Written exercise:
Transcribe every line of the listing below without any deviation.

[Dataset records about object locations]
|---|
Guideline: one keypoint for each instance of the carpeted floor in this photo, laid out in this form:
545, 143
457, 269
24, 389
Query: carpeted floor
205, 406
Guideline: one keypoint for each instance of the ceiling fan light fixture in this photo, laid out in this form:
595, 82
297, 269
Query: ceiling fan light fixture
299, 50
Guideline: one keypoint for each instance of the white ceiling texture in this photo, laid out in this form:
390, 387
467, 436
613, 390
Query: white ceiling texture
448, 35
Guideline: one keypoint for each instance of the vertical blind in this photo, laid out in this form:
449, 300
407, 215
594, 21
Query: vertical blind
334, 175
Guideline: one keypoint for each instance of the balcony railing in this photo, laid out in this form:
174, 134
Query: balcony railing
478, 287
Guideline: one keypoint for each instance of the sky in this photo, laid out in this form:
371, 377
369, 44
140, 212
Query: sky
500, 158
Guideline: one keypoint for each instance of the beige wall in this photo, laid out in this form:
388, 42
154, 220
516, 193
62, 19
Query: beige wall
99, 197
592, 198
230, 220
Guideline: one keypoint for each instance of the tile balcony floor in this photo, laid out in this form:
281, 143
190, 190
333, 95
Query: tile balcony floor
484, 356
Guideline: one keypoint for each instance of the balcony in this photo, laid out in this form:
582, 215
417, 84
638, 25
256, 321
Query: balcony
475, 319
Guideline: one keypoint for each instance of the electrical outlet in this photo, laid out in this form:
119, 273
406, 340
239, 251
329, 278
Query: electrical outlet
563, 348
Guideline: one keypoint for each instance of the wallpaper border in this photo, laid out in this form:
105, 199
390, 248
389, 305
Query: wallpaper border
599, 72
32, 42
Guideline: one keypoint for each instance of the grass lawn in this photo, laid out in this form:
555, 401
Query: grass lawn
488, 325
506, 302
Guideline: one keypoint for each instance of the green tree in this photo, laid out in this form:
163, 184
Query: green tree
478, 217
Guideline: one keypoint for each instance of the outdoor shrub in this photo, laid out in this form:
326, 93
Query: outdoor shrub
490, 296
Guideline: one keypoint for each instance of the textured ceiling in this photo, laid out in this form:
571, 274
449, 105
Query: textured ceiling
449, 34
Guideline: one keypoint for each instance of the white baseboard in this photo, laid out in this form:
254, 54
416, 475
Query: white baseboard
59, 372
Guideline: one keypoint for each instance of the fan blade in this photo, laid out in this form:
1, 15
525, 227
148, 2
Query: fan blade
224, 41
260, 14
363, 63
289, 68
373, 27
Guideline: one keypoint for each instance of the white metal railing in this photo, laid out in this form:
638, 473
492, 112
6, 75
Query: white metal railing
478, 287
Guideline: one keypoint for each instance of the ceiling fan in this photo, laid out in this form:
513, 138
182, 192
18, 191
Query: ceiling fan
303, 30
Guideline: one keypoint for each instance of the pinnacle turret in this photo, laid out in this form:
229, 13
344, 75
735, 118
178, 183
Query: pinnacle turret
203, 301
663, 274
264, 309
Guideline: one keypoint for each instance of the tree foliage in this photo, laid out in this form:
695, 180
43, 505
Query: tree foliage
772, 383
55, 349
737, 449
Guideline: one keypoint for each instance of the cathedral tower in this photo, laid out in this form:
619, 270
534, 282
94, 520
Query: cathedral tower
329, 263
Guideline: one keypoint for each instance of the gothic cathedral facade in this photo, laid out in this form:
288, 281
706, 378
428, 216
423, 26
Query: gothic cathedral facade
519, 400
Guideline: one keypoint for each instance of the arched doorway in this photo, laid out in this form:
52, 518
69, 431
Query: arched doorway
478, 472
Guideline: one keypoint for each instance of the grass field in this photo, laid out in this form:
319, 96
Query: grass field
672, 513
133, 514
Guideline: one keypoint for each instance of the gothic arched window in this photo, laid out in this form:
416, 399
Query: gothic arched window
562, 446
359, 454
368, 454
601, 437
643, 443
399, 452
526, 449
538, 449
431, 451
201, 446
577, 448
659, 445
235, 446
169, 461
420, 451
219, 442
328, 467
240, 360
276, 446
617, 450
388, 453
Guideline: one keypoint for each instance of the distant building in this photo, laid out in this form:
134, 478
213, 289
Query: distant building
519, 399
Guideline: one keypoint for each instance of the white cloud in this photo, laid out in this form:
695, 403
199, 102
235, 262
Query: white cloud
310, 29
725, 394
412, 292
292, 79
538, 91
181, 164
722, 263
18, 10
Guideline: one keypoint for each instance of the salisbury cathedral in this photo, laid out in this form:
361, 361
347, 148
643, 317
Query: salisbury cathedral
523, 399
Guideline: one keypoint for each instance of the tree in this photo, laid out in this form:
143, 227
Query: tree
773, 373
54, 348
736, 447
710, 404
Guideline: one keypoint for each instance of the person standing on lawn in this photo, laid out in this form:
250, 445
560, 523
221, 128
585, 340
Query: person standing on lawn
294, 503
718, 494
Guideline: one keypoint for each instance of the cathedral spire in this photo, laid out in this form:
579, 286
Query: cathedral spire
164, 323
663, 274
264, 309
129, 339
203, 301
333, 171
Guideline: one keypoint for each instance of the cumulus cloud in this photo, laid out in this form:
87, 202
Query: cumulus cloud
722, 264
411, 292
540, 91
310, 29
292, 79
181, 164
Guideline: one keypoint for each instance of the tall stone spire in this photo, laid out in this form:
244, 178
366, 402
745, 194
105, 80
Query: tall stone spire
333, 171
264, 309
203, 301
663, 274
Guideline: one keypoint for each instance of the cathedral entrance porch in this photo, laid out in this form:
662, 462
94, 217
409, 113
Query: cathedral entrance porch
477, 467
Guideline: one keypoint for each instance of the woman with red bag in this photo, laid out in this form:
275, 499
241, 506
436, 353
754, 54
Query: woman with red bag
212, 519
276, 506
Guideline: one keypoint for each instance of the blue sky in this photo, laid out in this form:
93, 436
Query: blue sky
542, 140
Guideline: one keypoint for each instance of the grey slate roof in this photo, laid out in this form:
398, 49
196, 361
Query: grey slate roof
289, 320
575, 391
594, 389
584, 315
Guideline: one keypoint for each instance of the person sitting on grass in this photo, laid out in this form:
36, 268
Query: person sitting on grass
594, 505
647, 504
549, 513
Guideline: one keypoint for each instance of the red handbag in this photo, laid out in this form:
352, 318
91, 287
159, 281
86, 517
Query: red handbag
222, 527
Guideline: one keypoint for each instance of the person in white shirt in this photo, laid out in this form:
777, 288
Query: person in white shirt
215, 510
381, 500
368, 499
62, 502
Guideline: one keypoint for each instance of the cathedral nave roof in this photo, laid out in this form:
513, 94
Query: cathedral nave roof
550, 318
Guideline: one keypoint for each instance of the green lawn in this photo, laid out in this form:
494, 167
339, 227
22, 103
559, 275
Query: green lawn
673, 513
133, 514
|---|
Correct output:
Guideline: one keypoint for each instance of the carpeted floor in this photo, laid out in this form:
545, 143
457, 269
24, 389
Query: carpeted floor
205, 406
Guideline: one keypoint for each instance of the ceiling fan light fixture in this photo, laid out in this form:
595, 82
297, 269
Query: ceiling fan light fixture
299, 50
Guideline: one keypoint for each instance of the white ceiling texture in this photo, laid out in this form:
390, 387
467, 436
613, 390
Query: white ceiling texture
448, 35
Guideline: one keypoint for each instance of the vertical blind in this photo, laid out in this form:
449, 300
407, 215
594, 21
Query: vertical blind
334, 175
Guideline: one keypoint for each instance of the balcony railing in this photo, laid out in this form:
174, 134
Query: balcony railing
478, 287
Guideline: one keypoint for each instance of the sky in this photo, laid out in this form:
371, 377
369, 44
140, 212
Query: sky
500, 158
Guideline: one keypoint for each instance of the beige wall in this photo, laid out in this form:
388, 42
154, 220
516, 193
62, 19
Query: beige wall
99, 197
592, 198
230, 220
Guideline: one keypoint for each instance of the tile balcony floor in this photo, laid out in this form:
281, 143
190, 190
333, 95
Query: tile balcony floor
484, 356
Guideline: one keypoint for each instance of the balcony in this photo, laid out in this form:
582, 215
417, 84
638, 25
256, 321
Query: balcony
475, 319
Guideline: one keypoint for each instance of the electrical outlet in this photo, laid out in this form:
119, 273
406, 340
239, 251
329, 278
Query: electrical outlet
563, 348
Guideline: one keypoint for each instance of the wallpaper border in this photo, laid out in this form:
105, 199
390, 248
389, 305
Query: wallpaper border
599, 72
32, 42
Guideline: one keypoint for each instance of the grass lawn in this photo, laid out in this form:
555, 401
Query: grass lawn
488, 325
506, 302
Guideline: one keypoint for each instance of the green tree in this photo, laid out in this form:
163, 184
Query: green tree
478, 217
Guideline: one keypoint for each instance of the outdoor shrub in this photo, laid out in this form:
326, 93
Query: outdoor shrub
490, 296
Guideline: one keypoint for each instance of the textured ceiling in this photo, laid out in this form:
571, 274
449, 105
Query: textured ceiling
449, 34
Guideline: one keypoint for each instance of the white baseboard in this photo, laid out in this form:
254, 54
416, 475
Query: white baseboard
59, 372
Guideline: one keypoint for each instance of the fan blade in this photo, laid out in this form:
1, 15
525, 227
148, 2
Query: fan blade
224, 41
260, 14
363, 63
289, 68
373, 27
Guideline: one keypoint for each instance of the white metal railing in this photo, laid out in this form:
638, 473
492, 112
6, 75
Query: white metal railing
478, 287
Guideline: one keypoint for each instance of the ceiling fan in this photo, laid out in this form:
513, 138
182, 192
18, 191
Query: ceiling fan
303, 30
Guideline: one keypoint for each instance of the pinnacle turret in this photo, laid out in this form:
229, 13
344, 75
735, 118
178, 183
Query: pinnacle turret
203, 301
663, 274
264, 309
Guideline: one keypoint for each instance of the tree foliage in this photo, laid out in this form:
695, 180
43, 505
Query: tree foliage
772, 383
55, 349
737, 449
Guideline: one keypoint for each instance of the cathedral tower in this photo, laid out in this form:
619, 270
534, 282
94, 520
Query: cathedral tower
329, 263
Guideline: one keypoint for each instance of the gothic cathedral facade in this photo, laid out in this form:
288, 281
706, 378
428, 216
423, 26
Query: gothic cathedral facade
519, 400
Guideline: one keypoint for each instance of the arched doorway in this photo, laid out in this form:
52, 518
69, 431
Query: arched doorway
478, 472
Guideline: one keypoint for each instance of the grass field in this photo, laid out in this form:
319, 96
Query: grass field
672, 513
133, 514
Guideline: one keypoint for each instance of the gothic arched window in this photo, laid out in this form:
416, 399
Query: gothic arched window
562, 446
359, 454
368, 454
601, 437
643, 443
399, 452
526, 449
538, 449
431, 451
201, 446
577, 448
659, 445
235, 446
169, 461
420, 451
219, 442
328, 467
240, 360
276, 446
617, 450
388, 453
Guideline: one keypoint for each instance of the distant building in this photo, laid out in this form:
134, 478
213, 289
Query: distant building
519, 399
Guideline: one keypoint for each instance of the white cloud in this photo, laid out in this form:
695, 403
199, 102
235, 262
Query: white cloud
310, 29
725, 394
412, 292
292, 79
538, 91
181, 164
722, 263
18, 10
Guideline: one keypoint for each instance of the salisbury cathedral in this photo, laid out in this form:
361, 361
347, 148
643, 317
Query: salisbury cathedral
523, 399
Guideline: one keypoint for each instance of the tree in this photo, laid out in this form:
143, 227
Query: tree
773, 373
54, 348
736, 447
710, 404
Guideline: one keypoint for each instance of the person standing on lawn in this photo, laid out in this form:
250, 445
560, 523
221, 128
585, 340
Query: person standing on lawn
294, 503
718, 494
Guideline: one keypoint for each instance of the cathedral spire in this photo, laid out in this form:
579, 286
Query: cathedral spire
164, 323
663, 274
264, 309
129, 339
203, 301
333, 171
Guideline: one keypoint for each instance of the cumulus cloud in this photo, laid out in this form:
87, 202
Query: cumulus cloud
722, 264
411, 292
540, 91
310, 29
292, 79
181, 164
Guideline: one keypoint for each instance of the tall stone spire in this photo, laid out in this form:
244, 178
366, 402
745, 194
105, 80
Query: tall stone spire
333, 171
264, 309
203, 301
663, 274
Guideline: one keypoint for each instance of the cathedral entrance porch in this photo, laid out in this form:
662, 462
94, 217
409, 113
Query: cathedral entrance porch
477, 467
Guideline: one keypoint for each instance of the woman with red bag in this photo, laid out in this form:
275, 499
241, 506
436, 353
754, 54
Query: woman with red bag
212, 519
276, 506
Guideline: one keypoint for each instance of the blue sky in this photo, laid out in this form:
93, 436
Query: blue sky
542, 140
Guideline: one keypoint for each instance of the grey slate roof in this photo, laid out in this form:
398, 49
196, 361
Query: grey slate roof
289, 320
575, 391
594, 389
584, 315
Guideline: one keypoint for each instance of the person sitting on grass in this photo, laid out in this form:
36, 268
Query: person sitting on grass
594, 505
647, 504
549, 513
Guideline: one keypoint for each instance of the red handbag in this photo, laid out in this form:
352, 318
91, 287
159, 281
86, 517
Query: red handbag
222, 527
Guideline: one keypoint for each instance of the person in white shirt in this photo, laid out in this form:
777, 288
Query: person in white shirt
215, 510
381, 500
368, 499
62, 502
Guideline: one keypoint for each instance of the cathedral nave roof in this photo, laid out in this form:
513, 94
Query: cathedral nave roof
550, 318
Guideline: one keypoint for each instance of the green lawn in this photo, laid out in this form:
494, 167
339, 227
22, 103
559, 275
Query: green lawn
673, 513
133, 514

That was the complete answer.